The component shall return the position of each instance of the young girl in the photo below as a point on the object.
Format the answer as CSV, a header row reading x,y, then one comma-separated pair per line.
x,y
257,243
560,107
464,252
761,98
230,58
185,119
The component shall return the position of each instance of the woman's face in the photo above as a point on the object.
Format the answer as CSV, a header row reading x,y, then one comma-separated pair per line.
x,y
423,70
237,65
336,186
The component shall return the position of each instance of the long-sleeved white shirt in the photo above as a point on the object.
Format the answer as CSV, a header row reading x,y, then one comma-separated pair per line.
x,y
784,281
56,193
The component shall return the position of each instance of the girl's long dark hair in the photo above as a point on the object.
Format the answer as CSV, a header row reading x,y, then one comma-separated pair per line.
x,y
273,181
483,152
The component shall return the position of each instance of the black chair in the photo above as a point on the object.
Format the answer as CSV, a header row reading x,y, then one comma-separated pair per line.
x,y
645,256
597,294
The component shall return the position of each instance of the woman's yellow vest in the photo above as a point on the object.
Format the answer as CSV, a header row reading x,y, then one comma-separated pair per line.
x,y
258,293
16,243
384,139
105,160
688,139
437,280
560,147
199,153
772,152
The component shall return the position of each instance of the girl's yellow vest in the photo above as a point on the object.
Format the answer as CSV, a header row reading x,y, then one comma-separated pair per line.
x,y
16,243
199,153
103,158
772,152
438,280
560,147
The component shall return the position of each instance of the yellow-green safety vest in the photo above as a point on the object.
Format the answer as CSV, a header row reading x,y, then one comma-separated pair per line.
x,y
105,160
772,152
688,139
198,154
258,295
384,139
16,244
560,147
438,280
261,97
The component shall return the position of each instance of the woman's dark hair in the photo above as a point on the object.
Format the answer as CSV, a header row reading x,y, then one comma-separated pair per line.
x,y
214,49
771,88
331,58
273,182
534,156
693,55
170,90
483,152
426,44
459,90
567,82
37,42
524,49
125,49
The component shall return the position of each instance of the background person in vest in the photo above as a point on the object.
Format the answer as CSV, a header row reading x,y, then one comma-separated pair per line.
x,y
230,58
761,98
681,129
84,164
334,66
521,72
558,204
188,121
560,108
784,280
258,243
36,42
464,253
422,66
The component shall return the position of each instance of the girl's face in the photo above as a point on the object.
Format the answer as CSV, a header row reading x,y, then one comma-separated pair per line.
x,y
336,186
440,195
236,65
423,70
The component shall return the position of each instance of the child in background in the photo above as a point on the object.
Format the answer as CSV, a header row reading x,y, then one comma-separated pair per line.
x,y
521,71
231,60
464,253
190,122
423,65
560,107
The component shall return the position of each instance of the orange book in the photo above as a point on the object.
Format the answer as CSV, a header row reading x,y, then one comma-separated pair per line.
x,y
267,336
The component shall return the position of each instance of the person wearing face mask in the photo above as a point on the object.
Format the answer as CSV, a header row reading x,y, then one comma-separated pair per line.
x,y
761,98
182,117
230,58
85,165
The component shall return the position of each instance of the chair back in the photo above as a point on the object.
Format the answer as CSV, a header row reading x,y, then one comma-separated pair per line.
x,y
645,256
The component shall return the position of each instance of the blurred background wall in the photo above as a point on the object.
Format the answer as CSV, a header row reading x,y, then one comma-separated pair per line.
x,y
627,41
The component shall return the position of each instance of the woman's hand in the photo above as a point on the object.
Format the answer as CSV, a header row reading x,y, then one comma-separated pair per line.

Prompt:
Print the data above exactly as it reads.

Exercise output:
The component shall return the position of each instance of the young girl in the photo below as a point on the object.
Format the answer as CSV, a header row reading x,y, then one comma-separated pair per line.
x,y
257,243
560,107
464,252
761,98
230,58
185,119
The component shall return the position of each instance of the woman's face in the photo above as a point on the object.
Format the answer as CSV, a header row reading x,y, then one comma-separated pair per line.
x,y
423,70
237,65
336,186
The component shall return the position of each instance of the long-sleeved white shirt in the photo above as a point on the object.
Format the answer as CSV, a header row reading x,y, then one comma-separated pair per line.
x,y
784,281
56,193
The component shall return the position of each instance of the girl's long dark hair in the photo above as a point on the object.
Format the answer as CSV, a header row reading x,y, then one comma-separated pair per line.
x,y
273,181
483,152
The component shall return the position of each instance of the black chair in the photo above as a point on the object.
Format the answer as CSV, a header row reading x,y, then one comma-separated pair per line.
x,y
645,256
597,294
The component shall return the position of each instance of the woman's yellow vest in the photo above as a point on the object.
Format the answer as CSV, a header row reading x,y, then one comma-separated pair per line.
x,y
258,293
16,243
384,139
105,160
688,139
437,280
560,147
199,153
772,152
The component shall return the position of each instance of the girl's yellow vest in the photo above as a point on the object.
Format the answer as CSV, a header row reading x,y, then one comma-separated pair per line.
x,y
16,243
199,153
103,158
772,152
438,280
560,147
The component shall return the position of each instance of the yellow-green safety vest in the photo above as a point on the object.
Format the answer as CSV, a header row reading x,y, then one comma-separated pair per line.
x,y
105,160
772,152
688,139
198,154
258,295
384,139
16,244
560,147
438,280
261,97
The component shall return the position of each instance of the woman's dark hair in the photo above as a point on the object.
Format the answer as CSV, a header row reading x,y, then one comma-separated pair per line.
x,y
214,49
771,88
331,58
273,182
534,156
693,55
170,90
483,152
426,44
459,90
567,82
37,42
524,49
125,49
The component shall return the position of each instance of the background person in vest in the photo above as a point on the object.
Format the answer as CSV, a header row reading x,y, then one comma-separated pair per line.
x,y
230,58
761,98
681,129
84,164
334,66
521,72
558,204
188,121
560,108
784,280
258,243
36,42
464,253
422,66
The component shall return the position of each instance of the girl's face in the photo above as a point on the object.
Format the answer as CSV, a header row reading x,y, then one comma-separated pair per line.
x,y
336,186
440,195
236,65
423,70
The component shall return the position of each instance of the child in background in the photo above as a point on the object.
Format the answer as CSV, a header row reading x,y, then one comma-separated pair per line.
x,y
521,71
231,60
464,253
190,122
423,65
560,107
The component shall return the position of each instance of the orange book in the photo above as a point on the object.
Format the answer as CSV, a header row reading x,y, then one comma-separated pair per line.
x,y
267,336
The component shall return the position of each instance of the person wearing face mask in the photo above as a point on the object.
Format the answer as CSV, a header row reading x,y, then one comma-separated pair per line.
x,y
761,98
182,117
230,58
85,165
The component shall return the position of each instance of the chair back in the photo above as a point on the object.
Format the answer as CSV, a header row reading x,y, then one comma-separated pair per line.
x,y
645,256
The component shall return the position of each instance of the blurred background wall in the photo above as a point on the object.
Format the answer as CSV, a header row reading x,y, then one comma-separated pair per line.
x,y
627,41
The component shall return the position of each instance of the woman's hand in the photo above as a point on the object.
Format the answer as CSV, a header row reading x,y, then one comma-separated pair per line.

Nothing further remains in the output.